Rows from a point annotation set
★ ★ ★ ★
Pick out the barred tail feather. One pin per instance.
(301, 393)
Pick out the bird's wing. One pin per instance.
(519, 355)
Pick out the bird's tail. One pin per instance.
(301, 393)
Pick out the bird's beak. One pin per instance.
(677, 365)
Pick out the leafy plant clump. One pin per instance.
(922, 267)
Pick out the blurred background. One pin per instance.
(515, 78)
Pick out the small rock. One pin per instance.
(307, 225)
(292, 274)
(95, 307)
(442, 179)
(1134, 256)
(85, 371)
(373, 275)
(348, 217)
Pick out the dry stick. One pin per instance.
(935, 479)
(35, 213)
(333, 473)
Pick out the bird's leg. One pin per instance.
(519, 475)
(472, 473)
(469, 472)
★ ★ ★ ★
# [Set exercise]
Repeat, with no changes, the part of the rows that opens with the line containing "Pick out the dry stick. One pin per instance." and continues through the last row.

# [Expected answer]
Pick out the dry stick. One pin per instance.
(935, 479)
(35, 213)
(333, 473)
Pick out the bird's leg. One pin per instance.
(519, 475)
(472, 473)
(469, 472)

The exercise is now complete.